RECORDS FOR THIS TASK section start

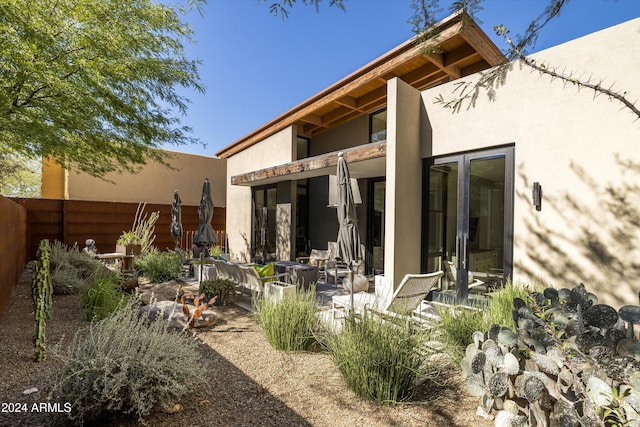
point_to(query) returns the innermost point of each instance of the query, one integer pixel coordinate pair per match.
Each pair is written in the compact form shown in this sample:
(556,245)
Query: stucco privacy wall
(275,150)
(154,184)
(404,184)
(584,151)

RECORDS FOR THIS TASK section end

> [YOUR GOAL]: The line containing "Each pair is" begins the span, and the last line of the records above ends it. Return that span exactly, and nothing outside it.

> [SOLUTION TO THE EXERCISE]:
Each pair is written in the compact form shown in this sample:
(556,245)
Query: stucco privacy wall
(275,150)
(154,184)
(404,184)
(584,151)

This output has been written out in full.